* _Request_: Please collect every line in the rows below that contains the string "handrail", and copy each of those lines in full. Case counts when matching.

* _Raw records_:

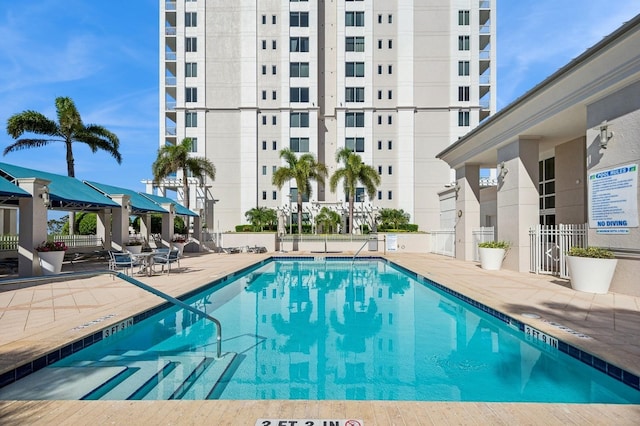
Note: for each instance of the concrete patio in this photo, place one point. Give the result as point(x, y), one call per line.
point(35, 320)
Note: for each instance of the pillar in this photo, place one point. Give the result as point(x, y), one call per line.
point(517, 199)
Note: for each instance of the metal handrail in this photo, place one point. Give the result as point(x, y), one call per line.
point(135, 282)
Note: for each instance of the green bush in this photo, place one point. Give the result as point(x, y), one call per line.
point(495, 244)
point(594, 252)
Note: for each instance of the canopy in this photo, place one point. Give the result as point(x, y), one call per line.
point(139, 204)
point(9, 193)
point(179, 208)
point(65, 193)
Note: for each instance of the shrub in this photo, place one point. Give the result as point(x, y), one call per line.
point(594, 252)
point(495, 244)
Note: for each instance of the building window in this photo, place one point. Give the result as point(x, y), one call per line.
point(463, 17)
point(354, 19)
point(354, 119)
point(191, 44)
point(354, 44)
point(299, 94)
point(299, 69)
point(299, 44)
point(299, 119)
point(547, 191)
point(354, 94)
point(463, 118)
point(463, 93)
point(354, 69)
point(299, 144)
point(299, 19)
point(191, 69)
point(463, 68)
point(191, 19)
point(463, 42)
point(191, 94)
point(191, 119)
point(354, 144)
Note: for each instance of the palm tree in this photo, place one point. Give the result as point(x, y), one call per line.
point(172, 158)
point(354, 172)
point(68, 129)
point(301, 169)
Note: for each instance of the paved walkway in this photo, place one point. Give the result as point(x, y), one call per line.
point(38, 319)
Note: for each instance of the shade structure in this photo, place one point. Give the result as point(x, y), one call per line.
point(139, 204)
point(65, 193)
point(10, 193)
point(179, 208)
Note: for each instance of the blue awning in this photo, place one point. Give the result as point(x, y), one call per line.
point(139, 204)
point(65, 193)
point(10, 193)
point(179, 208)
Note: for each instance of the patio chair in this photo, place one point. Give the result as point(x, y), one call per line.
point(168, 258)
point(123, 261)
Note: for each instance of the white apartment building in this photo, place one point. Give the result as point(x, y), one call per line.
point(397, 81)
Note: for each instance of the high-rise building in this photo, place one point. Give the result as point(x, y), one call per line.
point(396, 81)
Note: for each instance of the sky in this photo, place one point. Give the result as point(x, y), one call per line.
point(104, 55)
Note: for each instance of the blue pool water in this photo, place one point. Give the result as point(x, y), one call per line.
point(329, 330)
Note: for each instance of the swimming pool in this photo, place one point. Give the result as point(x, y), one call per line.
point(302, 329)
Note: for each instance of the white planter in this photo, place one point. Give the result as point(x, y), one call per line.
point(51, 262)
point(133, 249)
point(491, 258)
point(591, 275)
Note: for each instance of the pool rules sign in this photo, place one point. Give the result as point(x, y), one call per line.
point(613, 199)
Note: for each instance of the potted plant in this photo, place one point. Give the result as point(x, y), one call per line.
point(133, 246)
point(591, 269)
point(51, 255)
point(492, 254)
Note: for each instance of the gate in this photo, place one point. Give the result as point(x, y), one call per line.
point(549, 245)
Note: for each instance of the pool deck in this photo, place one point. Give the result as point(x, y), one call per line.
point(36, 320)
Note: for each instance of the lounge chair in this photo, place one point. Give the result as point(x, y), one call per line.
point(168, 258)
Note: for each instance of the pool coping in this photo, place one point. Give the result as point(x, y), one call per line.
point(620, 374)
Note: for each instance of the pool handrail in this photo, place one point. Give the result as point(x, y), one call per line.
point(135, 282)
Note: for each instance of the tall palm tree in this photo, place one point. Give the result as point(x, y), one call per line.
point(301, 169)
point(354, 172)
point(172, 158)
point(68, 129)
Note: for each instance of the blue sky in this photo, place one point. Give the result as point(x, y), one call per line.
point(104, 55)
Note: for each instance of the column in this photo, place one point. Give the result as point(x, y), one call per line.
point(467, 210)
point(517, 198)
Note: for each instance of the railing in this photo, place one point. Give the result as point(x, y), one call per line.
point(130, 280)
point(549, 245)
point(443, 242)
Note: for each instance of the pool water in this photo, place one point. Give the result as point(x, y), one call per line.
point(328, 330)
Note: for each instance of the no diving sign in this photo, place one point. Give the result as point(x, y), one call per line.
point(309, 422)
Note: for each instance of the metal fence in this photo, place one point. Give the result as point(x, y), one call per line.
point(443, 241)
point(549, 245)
* * *
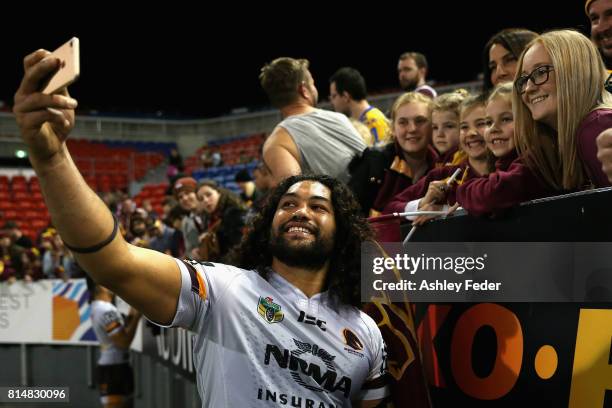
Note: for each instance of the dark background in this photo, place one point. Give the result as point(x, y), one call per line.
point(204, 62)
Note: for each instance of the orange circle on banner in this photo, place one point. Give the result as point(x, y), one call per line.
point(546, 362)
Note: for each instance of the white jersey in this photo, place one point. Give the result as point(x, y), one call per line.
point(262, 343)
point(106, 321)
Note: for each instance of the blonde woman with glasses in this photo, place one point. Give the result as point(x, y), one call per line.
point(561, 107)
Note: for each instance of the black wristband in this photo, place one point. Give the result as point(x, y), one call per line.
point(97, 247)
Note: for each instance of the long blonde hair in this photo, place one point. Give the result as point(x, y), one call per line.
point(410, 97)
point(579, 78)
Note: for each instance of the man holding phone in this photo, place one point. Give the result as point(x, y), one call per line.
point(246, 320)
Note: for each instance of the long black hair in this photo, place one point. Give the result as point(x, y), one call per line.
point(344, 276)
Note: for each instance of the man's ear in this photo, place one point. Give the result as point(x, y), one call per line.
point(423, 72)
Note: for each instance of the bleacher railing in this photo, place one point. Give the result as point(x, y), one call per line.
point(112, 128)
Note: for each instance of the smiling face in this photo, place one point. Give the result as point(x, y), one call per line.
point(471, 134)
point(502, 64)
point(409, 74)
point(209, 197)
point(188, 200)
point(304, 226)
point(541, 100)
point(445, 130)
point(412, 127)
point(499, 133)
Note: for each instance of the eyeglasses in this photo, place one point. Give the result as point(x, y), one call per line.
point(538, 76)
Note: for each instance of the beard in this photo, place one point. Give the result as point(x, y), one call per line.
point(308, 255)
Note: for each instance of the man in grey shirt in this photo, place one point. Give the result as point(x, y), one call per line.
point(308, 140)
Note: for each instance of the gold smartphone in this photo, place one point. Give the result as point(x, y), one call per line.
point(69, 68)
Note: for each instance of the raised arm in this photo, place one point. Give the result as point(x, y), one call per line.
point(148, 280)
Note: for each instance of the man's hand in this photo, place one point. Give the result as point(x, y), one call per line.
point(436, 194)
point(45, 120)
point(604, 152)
---
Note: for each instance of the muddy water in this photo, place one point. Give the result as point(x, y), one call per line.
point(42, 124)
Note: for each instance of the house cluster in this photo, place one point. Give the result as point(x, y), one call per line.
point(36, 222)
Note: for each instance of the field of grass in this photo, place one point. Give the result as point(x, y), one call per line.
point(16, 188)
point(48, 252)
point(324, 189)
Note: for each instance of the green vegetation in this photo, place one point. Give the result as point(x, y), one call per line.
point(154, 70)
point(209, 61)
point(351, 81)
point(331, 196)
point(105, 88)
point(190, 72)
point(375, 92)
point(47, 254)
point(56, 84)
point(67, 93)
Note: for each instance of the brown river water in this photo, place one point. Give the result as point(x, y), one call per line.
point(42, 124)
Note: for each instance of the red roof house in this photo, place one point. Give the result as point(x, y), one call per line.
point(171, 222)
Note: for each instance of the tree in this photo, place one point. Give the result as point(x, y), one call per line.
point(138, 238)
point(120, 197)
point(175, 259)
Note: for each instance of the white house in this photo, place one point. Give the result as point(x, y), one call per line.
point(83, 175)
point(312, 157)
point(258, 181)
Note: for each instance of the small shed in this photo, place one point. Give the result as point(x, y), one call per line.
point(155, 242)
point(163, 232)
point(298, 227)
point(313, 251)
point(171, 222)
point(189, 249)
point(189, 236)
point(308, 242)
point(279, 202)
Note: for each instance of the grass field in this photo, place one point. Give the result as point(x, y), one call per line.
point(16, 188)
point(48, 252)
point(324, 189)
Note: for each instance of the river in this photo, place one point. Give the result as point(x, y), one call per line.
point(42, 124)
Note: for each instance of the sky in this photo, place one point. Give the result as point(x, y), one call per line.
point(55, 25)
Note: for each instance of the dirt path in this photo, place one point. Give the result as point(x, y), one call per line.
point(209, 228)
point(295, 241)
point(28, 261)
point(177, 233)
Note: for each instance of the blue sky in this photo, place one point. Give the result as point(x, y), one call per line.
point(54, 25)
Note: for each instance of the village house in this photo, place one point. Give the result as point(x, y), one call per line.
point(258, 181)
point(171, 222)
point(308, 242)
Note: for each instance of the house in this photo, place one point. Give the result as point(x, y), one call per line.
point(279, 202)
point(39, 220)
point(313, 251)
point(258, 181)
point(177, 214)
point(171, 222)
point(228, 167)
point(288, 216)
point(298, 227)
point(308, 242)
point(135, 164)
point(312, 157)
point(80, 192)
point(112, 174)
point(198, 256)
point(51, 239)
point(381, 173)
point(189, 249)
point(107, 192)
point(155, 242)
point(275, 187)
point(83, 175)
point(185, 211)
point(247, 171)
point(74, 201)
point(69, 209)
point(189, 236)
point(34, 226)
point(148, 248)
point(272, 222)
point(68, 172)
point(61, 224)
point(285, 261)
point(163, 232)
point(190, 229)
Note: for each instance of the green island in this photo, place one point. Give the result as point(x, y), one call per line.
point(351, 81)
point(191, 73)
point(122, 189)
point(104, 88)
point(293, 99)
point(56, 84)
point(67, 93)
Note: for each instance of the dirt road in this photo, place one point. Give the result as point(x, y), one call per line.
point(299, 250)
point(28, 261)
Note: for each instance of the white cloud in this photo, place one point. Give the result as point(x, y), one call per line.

* _Complete response_:
Note: for each instance of the metal handrail in this photo, place one point. Give the result as point(x, y), one call per line.
Note: for each instance of the pool handrail in this photo, place one point. Give the result as point(x, y), one call per line.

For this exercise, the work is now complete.